Explore the material:
a - In the article about the Medicare Shared Savings Program measures, how many performance measures does the Integrated Healthcare Association recommend adopting for the first year?
b - List every whole number, including any year, that appears in the article about the Medicare Shared Savings Program measures, and state what each one refers to.
c - Resume the article about the Integrated Healthcare Association's comments on Medicare Shared Savings Program measures where it stops.

Extract to read:
Association Calls on CMS to Cut Medicare Shared Savings Measures

The Integrated Healthcare Association, a stakeholder group in California, is calling on the Centers for Medicare and Medicaid Services to cut in half the number of performance measures during the first year of the Medicare Shared Savings Program.


The Integrated Healthcare Association, a stakeholder group in California, is calling on the Centers for Medicare and Medicaid Services to cut in half the number of performance measures during the first year of the Medicare Shared Savings Program.

In a comment letter to CMS, the association contends that complying with the full proposed set of 65 measures would be too burdensome for newly formed accountable care organizations. IHA recommends a set of 32 of the measures be adopted for the first year, which starts in 2012. It also recommends dropping six measures altogether, primarily for reasons of redundancy. "We are also concerned that a number of the proposed measures have yet to be fully specified for ACO-level measurement, which means that they have not all been sufficiently tested or validated for their intended purpose," according to the comment letter.

Entries supplied:
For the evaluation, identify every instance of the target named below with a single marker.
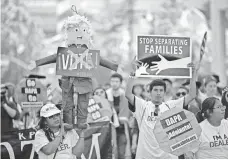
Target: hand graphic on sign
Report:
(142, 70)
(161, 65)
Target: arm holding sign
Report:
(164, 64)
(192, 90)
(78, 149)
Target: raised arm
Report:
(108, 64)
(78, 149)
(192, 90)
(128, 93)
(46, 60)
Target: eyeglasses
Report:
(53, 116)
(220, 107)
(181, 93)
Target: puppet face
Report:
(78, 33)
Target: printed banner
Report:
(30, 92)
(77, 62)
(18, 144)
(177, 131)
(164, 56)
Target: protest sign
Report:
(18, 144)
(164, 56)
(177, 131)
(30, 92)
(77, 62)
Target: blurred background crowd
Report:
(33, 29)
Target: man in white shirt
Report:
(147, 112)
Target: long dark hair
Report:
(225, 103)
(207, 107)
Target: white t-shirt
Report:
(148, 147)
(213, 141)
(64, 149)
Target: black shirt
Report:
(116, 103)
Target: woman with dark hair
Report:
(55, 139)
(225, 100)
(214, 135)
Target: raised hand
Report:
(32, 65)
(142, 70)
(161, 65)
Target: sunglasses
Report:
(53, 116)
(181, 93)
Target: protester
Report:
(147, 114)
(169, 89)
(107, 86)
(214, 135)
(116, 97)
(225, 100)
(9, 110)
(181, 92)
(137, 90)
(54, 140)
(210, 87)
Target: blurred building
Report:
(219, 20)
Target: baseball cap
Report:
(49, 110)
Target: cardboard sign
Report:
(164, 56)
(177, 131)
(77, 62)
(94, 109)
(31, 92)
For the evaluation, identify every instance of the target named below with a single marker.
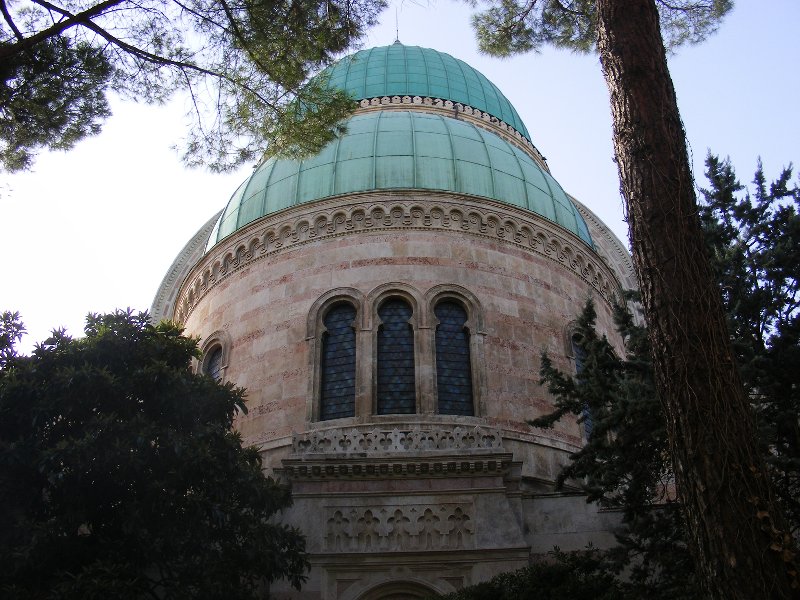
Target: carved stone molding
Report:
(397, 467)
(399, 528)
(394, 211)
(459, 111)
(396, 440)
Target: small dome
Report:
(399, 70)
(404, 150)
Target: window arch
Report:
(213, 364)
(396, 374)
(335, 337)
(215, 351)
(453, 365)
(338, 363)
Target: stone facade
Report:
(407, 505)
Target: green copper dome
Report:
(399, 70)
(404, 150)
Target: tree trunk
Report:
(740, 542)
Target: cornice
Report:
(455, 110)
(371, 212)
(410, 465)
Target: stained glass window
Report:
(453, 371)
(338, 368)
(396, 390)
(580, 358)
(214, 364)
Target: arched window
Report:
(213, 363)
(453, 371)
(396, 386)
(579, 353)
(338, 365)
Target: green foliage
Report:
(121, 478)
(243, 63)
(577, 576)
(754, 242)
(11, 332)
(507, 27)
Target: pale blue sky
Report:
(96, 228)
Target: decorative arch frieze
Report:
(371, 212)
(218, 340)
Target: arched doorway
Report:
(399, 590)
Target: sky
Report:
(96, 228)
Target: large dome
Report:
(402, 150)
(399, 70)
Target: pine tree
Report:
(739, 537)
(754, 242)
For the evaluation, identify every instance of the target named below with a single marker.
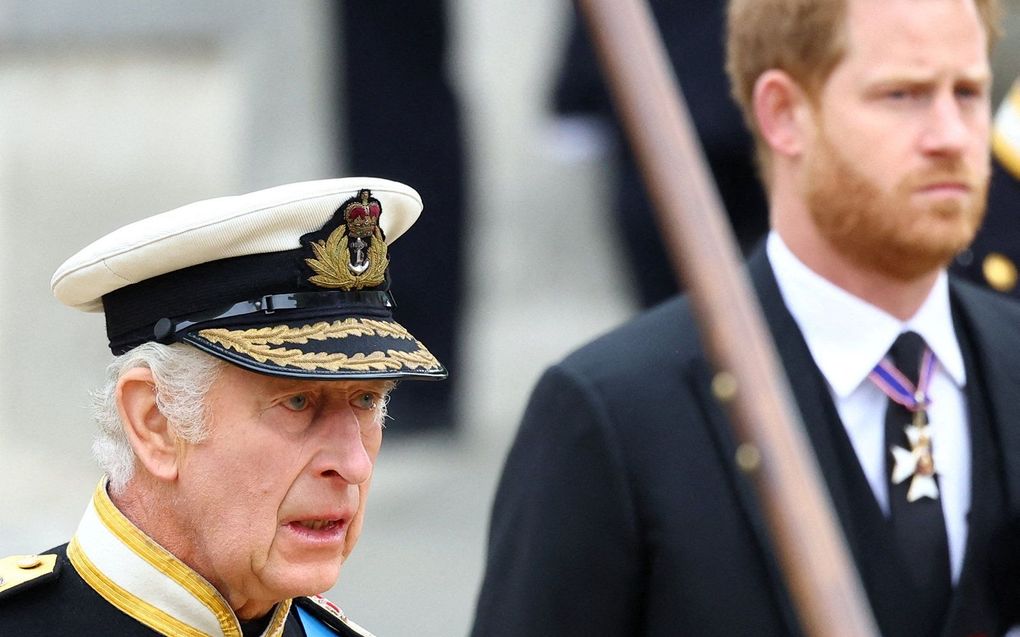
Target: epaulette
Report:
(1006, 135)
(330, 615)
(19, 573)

==

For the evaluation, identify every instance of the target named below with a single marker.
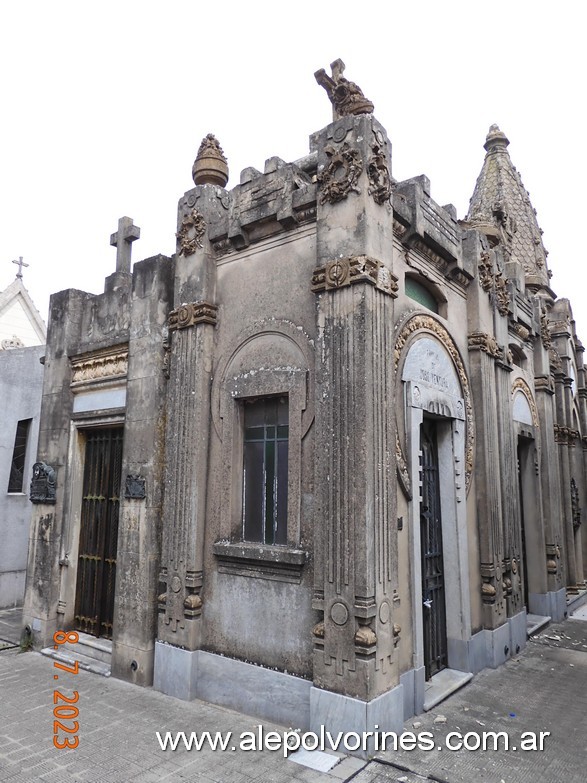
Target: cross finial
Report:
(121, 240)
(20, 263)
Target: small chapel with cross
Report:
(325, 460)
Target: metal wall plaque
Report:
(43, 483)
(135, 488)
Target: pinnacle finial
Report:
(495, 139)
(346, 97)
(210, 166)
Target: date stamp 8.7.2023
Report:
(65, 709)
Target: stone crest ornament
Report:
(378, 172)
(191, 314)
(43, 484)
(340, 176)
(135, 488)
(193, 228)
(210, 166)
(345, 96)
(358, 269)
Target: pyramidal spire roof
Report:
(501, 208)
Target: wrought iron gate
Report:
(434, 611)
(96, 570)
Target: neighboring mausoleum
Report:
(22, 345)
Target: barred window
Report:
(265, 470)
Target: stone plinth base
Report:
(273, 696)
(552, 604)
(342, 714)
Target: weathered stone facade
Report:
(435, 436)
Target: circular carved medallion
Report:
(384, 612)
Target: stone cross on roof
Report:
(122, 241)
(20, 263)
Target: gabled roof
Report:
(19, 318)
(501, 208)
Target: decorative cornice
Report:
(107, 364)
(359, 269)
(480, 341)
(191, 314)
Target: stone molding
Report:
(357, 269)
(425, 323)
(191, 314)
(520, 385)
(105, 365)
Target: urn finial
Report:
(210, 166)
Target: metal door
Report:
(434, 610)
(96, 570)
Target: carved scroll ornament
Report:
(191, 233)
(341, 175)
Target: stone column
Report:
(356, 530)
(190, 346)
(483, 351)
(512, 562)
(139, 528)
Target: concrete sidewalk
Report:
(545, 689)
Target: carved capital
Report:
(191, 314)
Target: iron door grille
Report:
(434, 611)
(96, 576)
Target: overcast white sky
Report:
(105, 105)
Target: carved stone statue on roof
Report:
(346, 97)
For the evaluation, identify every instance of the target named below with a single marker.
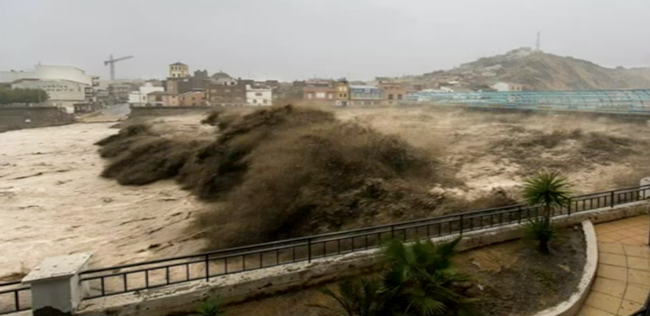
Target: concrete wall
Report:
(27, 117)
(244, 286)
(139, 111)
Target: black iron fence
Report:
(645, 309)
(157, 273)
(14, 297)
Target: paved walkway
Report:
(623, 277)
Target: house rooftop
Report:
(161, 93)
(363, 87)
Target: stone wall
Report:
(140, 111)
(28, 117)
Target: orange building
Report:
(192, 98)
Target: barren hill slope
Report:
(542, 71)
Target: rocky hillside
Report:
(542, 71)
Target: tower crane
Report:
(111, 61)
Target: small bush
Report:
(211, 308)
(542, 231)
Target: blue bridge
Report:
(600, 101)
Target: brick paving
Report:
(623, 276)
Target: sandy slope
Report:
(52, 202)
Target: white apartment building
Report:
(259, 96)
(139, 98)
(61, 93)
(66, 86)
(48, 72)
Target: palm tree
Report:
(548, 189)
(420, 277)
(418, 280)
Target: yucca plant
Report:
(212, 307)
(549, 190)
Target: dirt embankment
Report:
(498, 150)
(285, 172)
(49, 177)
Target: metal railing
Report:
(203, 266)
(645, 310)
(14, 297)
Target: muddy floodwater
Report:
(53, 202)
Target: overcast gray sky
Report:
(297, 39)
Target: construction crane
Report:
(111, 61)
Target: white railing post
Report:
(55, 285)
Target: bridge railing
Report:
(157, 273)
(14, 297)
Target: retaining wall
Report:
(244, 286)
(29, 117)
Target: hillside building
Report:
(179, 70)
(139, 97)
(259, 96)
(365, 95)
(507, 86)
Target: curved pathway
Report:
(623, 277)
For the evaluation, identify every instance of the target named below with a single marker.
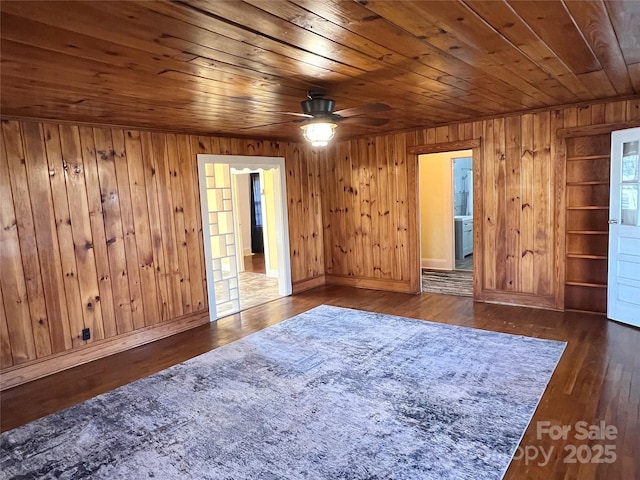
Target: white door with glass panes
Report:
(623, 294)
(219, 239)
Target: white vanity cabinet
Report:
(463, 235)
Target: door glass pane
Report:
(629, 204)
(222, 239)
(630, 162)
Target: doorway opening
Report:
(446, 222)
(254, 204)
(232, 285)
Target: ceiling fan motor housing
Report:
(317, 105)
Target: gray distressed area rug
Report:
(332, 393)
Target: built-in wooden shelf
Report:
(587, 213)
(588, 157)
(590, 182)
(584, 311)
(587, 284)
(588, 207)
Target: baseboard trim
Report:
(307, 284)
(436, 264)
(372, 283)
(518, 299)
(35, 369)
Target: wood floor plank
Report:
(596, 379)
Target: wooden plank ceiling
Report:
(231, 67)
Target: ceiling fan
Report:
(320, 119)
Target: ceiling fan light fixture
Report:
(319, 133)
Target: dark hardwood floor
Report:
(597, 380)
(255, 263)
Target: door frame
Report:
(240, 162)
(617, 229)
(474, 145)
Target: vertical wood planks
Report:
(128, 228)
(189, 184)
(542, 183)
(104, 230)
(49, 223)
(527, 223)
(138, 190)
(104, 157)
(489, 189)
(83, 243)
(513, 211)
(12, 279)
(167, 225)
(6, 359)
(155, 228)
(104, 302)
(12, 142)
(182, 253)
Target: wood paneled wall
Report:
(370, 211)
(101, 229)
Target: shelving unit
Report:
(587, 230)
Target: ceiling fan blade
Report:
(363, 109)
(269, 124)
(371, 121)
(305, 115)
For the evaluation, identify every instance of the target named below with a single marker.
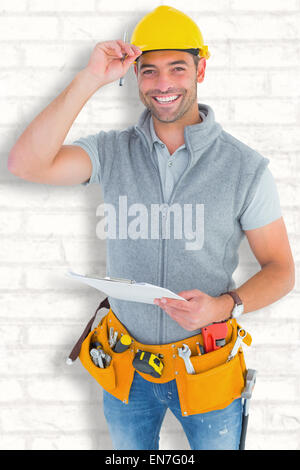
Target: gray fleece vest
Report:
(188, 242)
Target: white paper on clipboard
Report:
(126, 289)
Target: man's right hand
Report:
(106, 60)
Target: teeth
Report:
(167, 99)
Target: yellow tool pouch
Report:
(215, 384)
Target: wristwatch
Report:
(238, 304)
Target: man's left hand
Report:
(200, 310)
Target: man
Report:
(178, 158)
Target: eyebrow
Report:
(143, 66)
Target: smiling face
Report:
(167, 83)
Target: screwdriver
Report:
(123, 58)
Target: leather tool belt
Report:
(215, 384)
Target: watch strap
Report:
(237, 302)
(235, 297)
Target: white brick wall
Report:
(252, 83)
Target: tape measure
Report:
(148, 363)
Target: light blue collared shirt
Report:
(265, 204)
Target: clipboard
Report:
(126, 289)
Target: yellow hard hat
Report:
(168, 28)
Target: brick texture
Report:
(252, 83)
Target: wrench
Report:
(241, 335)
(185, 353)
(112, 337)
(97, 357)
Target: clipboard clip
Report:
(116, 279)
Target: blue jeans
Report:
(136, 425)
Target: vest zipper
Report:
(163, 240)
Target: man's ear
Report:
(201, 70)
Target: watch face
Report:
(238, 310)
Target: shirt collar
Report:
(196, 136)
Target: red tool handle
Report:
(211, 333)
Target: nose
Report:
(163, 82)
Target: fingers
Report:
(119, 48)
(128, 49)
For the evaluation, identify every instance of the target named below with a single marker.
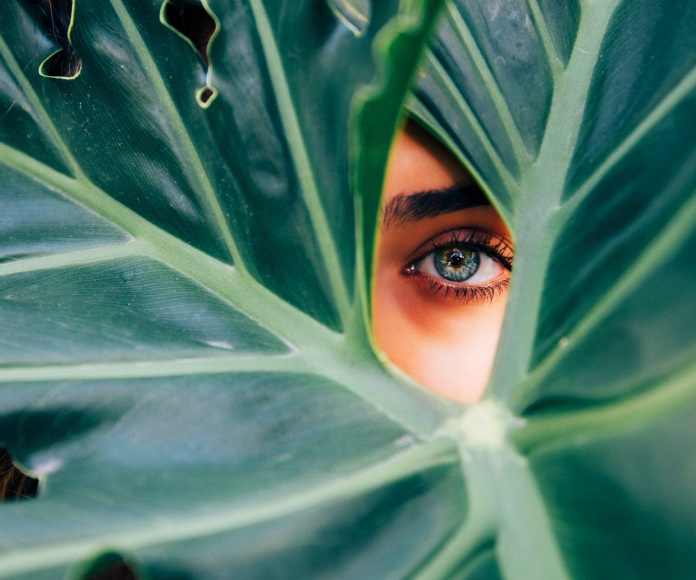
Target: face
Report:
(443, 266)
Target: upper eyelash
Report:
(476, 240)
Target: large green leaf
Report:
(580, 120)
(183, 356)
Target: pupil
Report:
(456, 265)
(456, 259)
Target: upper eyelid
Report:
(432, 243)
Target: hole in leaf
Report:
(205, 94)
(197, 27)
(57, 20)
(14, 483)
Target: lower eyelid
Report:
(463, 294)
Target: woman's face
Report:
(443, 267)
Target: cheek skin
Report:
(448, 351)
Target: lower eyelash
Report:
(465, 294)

Answers to the exercises:
a - 32 measures.

b -
- 65: the number of measures in the full proposed set
- 32: the number of measures IHA recommends adopting for the first year
- six: the number of measures IHA recommends dropping altogether
- 2012: the year the first year of the program starts

c -
Other recommendations include:

* Provide more specifics on when an ACO's performance will be audited and reduce the administrative burden by using existing auditing sources.

* Reward ACOs not only for attaining high performance scores but also for their rate of improvement. "The rationale for this recommendation is based upon our California Pay for Performance program results, which indicate that physician organizations in lower socio-economic regions have less capacity for self-reporting, begin with lower baseline performance and have fewer resources to dedicate to quality improvement activities," according to the comment letter. "Therefore, a purely 'tournament' style method of determining shared savings rewards may disadvantage those ACOs requiring the largest investment. Offering incentives which reward both improvement and attainment provides a more balanced approach."

The comment letter is available at iha.org.